▼▼▼

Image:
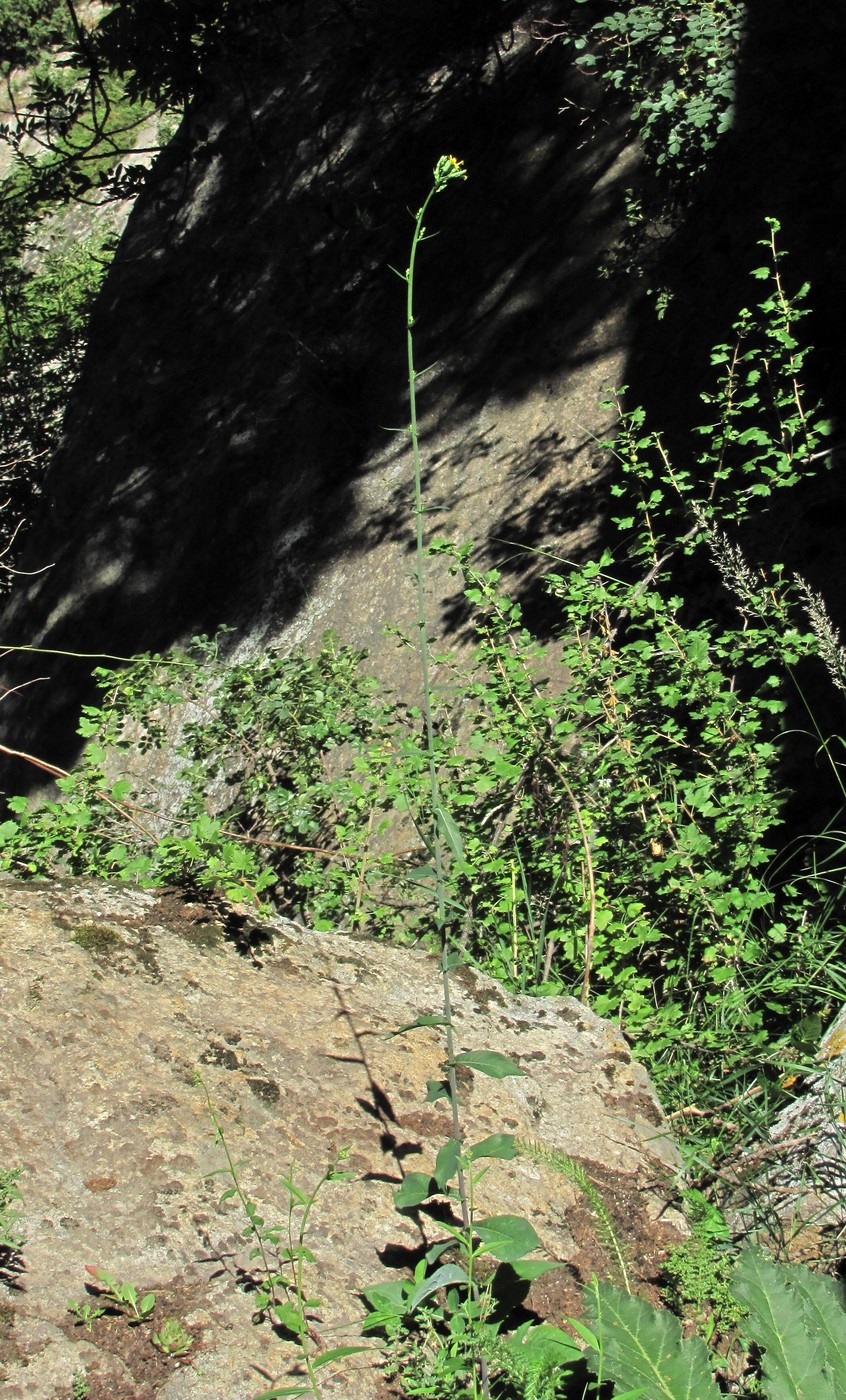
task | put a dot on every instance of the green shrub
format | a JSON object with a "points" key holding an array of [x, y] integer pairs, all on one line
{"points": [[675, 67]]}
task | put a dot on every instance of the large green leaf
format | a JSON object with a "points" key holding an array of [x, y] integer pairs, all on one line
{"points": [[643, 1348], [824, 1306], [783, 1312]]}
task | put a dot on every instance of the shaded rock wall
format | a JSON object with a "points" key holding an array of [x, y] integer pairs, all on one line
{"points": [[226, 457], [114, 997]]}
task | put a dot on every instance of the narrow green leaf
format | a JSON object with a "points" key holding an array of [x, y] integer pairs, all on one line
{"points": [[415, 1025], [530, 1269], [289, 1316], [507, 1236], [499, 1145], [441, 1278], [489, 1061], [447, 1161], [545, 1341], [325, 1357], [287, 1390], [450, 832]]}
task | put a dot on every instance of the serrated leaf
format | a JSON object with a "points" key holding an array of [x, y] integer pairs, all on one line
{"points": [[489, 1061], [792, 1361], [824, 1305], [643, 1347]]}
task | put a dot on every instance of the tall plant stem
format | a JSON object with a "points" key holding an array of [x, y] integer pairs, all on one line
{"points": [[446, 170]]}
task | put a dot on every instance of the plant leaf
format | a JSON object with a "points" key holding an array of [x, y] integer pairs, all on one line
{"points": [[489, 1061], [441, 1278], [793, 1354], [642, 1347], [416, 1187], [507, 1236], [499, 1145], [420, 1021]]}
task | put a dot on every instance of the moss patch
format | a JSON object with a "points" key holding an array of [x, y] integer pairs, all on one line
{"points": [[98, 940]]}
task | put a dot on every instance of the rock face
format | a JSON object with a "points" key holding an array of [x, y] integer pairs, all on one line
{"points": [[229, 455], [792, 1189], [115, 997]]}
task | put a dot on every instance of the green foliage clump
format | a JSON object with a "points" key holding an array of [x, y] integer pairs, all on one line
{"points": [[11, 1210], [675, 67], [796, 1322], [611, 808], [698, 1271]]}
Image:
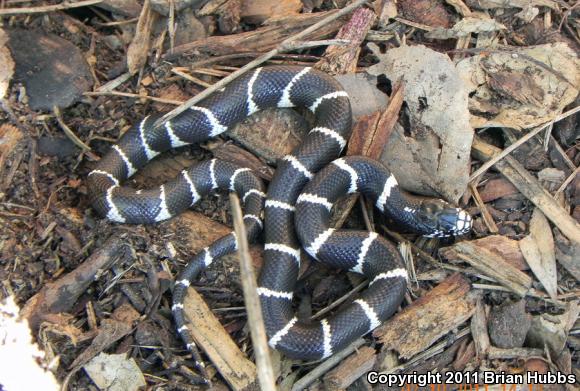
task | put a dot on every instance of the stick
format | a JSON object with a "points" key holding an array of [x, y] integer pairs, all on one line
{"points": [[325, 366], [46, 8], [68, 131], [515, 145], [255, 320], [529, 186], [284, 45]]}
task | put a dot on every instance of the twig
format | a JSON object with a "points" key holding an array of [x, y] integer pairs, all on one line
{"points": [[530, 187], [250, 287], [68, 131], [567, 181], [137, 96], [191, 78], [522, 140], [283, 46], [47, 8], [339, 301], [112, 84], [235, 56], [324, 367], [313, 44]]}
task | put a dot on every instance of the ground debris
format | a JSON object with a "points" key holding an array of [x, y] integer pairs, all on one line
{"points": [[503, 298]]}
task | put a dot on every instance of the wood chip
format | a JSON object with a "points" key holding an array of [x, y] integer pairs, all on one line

▲▲▲

Copy out word for word the data from the line containing "task | put a dot on every instance of the plant" through the end of the data, both ends included, and leave the pictures out of your answer.

task | put a dot on every instance of the plant leaf
format | a JSON object with a "points" key holding an array of [x, y] integer pairs, all on one line
{"points": [[489, 1061], [441, 1278], [793, 1354], [642, 1347], [416, 1187], [507, 1236], [499, 1145], [420, 1021]]}
task | put a dot on every instance of the moss patch
format | a JSON object with a "points" key holding an array of [x, y] integer pairs, all on one line
{"points": [[98, 940]]}
task | put a dot on every instance of the rock face
format | a JSON object with a "points" key holding an array of [x, y] integer pairs, all on one line
{"points": [[229, 455], [792, 1189], [115, 997]]}
task | put a dot on every instance of the green foliage clump
format | a JSON object with a "points" key holding an array of [x, y] integer pairs, all on one line
{"points": [[11, 1210], [675, 67], [796, 1322], [611, 808], [698, 1271]]}
Image:
task | put a dot on every instance of the stick
format | a JSON object with a "points" key holding an array of [x, y] integer pairs, all on one line
{"points": [[325, 366], [46, 8], [68, 131], [515, 145], [255, 320], [529, 186], [284, 45]]}
task | put a dot on every instance of the twig
format | a JSON object with a "points" key holding an array of [x, y] integer pairs, all on one line
{"points": [[530, 187], [250, 287], [68, 131], [567, 181], [137, 96], [191, 78], [522, 140], [283, 46], [47, 8], [339, 301], [112, 84], [235, 56], [324, 367], [313, 44]]}
task | put a dot on every instance of the ground debris
format | a JSON object with a "points" key holding an array of [x, y] integer pairs, all on one line
{"points": [[503, 298]]}
task | put a dot on every instance of the wood chip
format | a JSON object with a "points" key holding an array of [x, y] integer pairs, all on one line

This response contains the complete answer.